### Stated exercise 1
From the entries further down, copy verbatim the lines from the one containing "Task: annotate each instance of the front wheel" up to and including the one containing "x=361 y=654".

### Selected excerpt
START

Bilinear Spatiotemporal Basis Models

Sohaib Khan
LUMS School of Science and Engineering
Talk

Sohaib Khan is Associate Professor and Department Chair of Computer Science at LUMS School of Science and Engineering, Lahore, Pakistan. His research interests broadly span the areas of image and video analysis, including estimating 3D from images, motion capture and multiple camera surveillance systems. Dr Khan earned his PhD degree in Computer Science in 2002 from University of Central Florida, specializing in computer vision. He was the associate editor of Machine Vision and Applications journal from 2008 - 2010. Dr Khan was awarded Hillman Award for Excellence in PhD Research in 2001 and Best Teacher Award by LUMS Computer Science Department in 2007.
AG 2, AG 4  
AG Audience
English

Date, Time and Location

Thursday, 8 December 2011
15:00
60 Minutes
E1 4
Rotunda 6th floor
Saarbrücken

Abstract

A variety of dynamic objects, such as faces, bodies, and cloth, are represented in computer graphics as a collection of moving spatial landmarks.

END

### Stated exercise 2
Continue the talk announcement on bilinear spatiotemporal basis models from the point where it stops.

### Dataset content

START

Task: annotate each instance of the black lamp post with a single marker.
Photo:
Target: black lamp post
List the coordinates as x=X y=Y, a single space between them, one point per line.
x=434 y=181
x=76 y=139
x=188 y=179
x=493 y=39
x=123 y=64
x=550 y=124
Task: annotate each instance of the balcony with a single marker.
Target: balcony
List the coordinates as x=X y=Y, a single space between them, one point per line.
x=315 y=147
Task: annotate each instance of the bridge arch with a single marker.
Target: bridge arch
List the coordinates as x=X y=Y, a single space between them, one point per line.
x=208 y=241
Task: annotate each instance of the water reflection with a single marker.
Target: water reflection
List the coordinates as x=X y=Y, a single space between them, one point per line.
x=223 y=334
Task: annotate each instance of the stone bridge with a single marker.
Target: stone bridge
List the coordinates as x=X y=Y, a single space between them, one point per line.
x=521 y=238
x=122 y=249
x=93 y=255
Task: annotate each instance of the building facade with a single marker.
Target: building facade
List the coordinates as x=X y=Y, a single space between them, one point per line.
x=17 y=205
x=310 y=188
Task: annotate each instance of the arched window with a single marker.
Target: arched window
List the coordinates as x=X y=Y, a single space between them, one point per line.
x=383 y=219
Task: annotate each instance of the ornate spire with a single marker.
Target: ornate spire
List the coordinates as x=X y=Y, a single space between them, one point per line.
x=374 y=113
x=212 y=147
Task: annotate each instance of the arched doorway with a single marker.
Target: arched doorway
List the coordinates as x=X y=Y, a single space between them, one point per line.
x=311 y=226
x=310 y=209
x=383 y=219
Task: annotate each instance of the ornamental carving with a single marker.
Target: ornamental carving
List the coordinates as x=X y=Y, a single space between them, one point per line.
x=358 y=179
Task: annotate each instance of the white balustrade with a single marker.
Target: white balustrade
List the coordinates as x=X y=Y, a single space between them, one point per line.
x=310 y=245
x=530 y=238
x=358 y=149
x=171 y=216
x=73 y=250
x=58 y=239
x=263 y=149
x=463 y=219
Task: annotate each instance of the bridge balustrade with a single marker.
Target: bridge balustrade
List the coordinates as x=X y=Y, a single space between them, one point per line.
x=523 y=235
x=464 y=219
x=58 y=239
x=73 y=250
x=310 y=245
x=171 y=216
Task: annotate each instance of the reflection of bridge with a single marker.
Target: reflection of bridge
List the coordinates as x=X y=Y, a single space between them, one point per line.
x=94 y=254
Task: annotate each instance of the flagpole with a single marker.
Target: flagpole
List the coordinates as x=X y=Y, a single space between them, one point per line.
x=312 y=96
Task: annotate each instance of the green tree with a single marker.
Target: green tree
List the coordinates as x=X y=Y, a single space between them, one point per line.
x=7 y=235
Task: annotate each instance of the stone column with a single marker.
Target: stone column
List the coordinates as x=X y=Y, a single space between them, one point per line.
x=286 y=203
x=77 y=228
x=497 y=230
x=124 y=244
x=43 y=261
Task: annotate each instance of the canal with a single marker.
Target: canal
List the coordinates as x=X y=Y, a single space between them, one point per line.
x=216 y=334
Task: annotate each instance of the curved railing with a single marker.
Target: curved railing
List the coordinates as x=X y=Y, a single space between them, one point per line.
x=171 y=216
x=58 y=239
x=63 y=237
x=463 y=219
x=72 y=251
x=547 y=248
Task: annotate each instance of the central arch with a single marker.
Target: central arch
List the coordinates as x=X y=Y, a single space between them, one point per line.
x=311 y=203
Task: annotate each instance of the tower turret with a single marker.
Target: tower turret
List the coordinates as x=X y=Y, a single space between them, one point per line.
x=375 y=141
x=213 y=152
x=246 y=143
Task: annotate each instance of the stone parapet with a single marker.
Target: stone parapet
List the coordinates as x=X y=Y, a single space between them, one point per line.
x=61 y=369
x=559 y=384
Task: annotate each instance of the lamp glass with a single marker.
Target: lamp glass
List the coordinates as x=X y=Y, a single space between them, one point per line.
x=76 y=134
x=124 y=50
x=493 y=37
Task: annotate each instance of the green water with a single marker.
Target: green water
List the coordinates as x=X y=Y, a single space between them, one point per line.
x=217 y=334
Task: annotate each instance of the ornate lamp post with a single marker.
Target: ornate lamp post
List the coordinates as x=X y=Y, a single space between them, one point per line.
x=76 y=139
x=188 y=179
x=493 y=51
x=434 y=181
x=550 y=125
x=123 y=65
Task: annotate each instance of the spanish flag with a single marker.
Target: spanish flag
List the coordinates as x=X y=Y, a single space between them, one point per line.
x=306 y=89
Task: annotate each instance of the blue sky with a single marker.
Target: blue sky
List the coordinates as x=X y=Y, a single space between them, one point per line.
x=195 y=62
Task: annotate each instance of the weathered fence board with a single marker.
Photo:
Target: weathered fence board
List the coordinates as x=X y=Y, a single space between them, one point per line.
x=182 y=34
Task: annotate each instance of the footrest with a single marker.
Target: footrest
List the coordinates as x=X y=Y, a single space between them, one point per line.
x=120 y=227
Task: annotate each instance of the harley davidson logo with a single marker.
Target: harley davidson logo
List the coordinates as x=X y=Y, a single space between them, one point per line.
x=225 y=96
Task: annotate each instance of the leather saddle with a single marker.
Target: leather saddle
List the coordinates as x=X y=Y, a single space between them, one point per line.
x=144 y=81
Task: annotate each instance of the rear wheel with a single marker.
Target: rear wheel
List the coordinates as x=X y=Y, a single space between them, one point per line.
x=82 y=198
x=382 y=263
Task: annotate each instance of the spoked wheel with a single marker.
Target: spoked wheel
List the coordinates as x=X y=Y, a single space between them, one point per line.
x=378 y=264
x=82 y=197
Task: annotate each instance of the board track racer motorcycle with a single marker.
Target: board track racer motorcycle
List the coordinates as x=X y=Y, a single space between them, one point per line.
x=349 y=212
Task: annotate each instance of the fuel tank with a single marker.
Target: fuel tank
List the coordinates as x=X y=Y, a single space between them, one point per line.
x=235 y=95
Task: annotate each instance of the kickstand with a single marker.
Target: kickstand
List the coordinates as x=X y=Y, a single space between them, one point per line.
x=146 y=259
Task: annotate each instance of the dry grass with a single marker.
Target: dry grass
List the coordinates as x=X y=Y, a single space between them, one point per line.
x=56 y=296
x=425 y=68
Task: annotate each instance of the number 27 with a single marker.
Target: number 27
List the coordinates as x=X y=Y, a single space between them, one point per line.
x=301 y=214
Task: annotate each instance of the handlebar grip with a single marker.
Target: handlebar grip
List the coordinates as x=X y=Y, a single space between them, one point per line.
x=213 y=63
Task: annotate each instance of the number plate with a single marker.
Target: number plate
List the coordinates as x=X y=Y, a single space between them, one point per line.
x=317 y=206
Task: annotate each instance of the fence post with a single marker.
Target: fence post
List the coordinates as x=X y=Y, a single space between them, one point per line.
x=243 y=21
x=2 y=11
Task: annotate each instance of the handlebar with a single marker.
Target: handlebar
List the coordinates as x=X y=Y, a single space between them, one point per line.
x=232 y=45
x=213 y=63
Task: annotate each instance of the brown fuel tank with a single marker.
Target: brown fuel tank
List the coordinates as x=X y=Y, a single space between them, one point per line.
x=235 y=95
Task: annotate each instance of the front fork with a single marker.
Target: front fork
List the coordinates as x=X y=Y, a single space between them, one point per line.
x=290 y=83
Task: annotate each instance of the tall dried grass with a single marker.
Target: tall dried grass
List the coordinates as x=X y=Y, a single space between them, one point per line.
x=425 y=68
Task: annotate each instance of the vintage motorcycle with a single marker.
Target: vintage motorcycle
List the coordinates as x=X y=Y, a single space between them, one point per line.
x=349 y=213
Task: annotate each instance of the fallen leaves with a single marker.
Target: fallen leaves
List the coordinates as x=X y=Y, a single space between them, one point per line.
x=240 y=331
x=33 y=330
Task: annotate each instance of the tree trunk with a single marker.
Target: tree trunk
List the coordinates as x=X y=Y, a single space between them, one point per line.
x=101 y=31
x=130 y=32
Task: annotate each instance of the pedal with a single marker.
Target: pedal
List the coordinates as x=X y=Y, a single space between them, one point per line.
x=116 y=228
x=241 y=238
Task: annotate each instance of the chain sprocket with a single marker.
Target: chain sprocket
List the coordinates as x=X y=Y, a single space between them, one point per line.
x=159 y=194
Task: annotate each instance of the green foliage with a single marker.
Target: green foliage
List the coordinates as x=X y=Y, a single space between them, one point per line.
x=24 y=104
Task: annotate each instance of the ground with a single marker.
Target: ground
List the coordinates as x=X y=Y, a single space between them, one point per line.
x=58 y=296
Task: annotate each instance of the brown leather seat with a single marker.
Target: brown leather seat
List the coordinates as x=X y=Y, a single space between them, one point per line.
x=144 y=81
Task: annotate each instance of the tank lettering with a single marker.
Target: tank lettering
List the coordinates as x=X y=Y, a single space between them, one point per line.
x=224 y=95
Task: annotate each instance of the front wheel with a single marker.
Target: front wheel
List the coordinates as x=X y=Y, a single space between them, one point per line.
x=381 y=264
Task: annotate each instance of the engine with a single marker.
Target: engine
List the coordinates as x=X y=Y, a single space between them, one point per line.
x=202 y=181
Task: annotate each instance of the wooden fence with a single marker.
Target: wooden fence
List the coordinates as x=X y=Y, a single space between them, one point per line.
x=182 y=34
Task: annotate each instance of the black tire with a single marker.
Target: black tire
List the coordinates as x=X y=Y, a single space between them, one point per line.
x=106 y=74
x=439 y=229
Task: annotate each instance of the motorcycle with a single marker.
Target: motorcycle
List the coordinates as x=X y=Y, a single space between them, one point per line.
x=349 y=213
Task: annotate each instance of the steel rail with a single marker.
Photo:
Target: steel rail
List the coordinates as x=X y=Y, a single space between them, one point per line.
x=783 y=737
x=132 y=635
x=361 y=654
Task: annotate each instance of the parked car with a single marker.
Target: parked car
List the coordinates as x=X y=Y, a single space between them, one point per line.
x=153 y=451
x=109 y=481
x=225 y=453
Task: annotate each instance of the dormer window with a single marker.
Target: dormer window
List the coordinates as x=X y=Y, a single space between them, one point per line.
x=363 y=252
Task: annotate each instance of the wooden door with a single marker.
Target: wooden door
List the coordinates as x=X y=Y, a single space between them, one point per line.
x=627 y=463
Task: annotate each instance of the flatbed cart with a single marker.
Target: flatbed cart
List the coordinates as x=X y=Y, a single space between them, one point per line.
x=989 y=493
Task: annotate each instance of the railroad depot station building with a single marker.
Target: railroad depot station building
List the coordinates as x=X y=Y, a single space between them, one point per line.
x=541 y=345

END

### Final answer 1
Task: annotate each instance of the front wheel with a single marker.
Target: front wheel
List the coordinates as x=X y=Y, a single space between them, one point per line.
x=381 y=264
Task: annotate each instance of the engine with a single marker.
Target: engine
List the coordinates as x=X y=Y, a single space between them, one point per line.
x=202 y=181
Task: annotate each instance of the wooden fence with a single marker.
Target: wooden fence
List the coordinates as x=X y=Y, a single space between them, one point per line.
x=182 y=34
Task: annotate each instance of the black tire with a single marker.
Target: black tire
List the coordinates as x=X y=Y, a single space between them, one point per line.
x=106 y=74
x=439 y=229
Task: annotate each instance of the motorcycle with a single marker.
Target: motorcycle
List the coordinates as x=X y=Y, a single space between them, one point per line.
x=349 y=213
Task: annotate each instance of the steel rail with a single marker.
Photo:
Target: steel rail
List the coordinates as x=X y=Y, a single space between them, one point per line.
x=783 y=737
x=132 y=635
x=361 y=654

### Final answer 2
Spatiotemporal data is inherent in a number of graphics applications including animation, simulation, and object and camera tracking. The principal
modes of variation in the spatial geometry of objects are typically modeled using dimensionality reduction techniques, while concurrently, trajectory
representations like splines and autoregressive models are widely used to exploit the temporal regularity of deformation. In this talk, I will present the bilinear spatiotemporal basis as a model that simultaneously exploits spatial and temporal regularity while maintaining the ability to generalize well to new sequences. The model can be interpreted as representing the data as a linear combination of spatiotemporal sequences consisting of shape modes oscillating over time at key frequencies. This factorization allows the use of analytical, predefined functions to represent temporal variation (e.g., BSplines or the Discrete Cosine Transform) resulting in more efficient model representation and estimation. We apply the bilinear model to natural spatiotemporal phenomena, including face, body, and cloth motion data, and compare it in terms of compaction, generalization ability, predictive precision, and efficiency to existing models. We demonstrate the application of the model to a number of graphics tasks including labeling, gap-filling,
de-noising, and motion touch-up.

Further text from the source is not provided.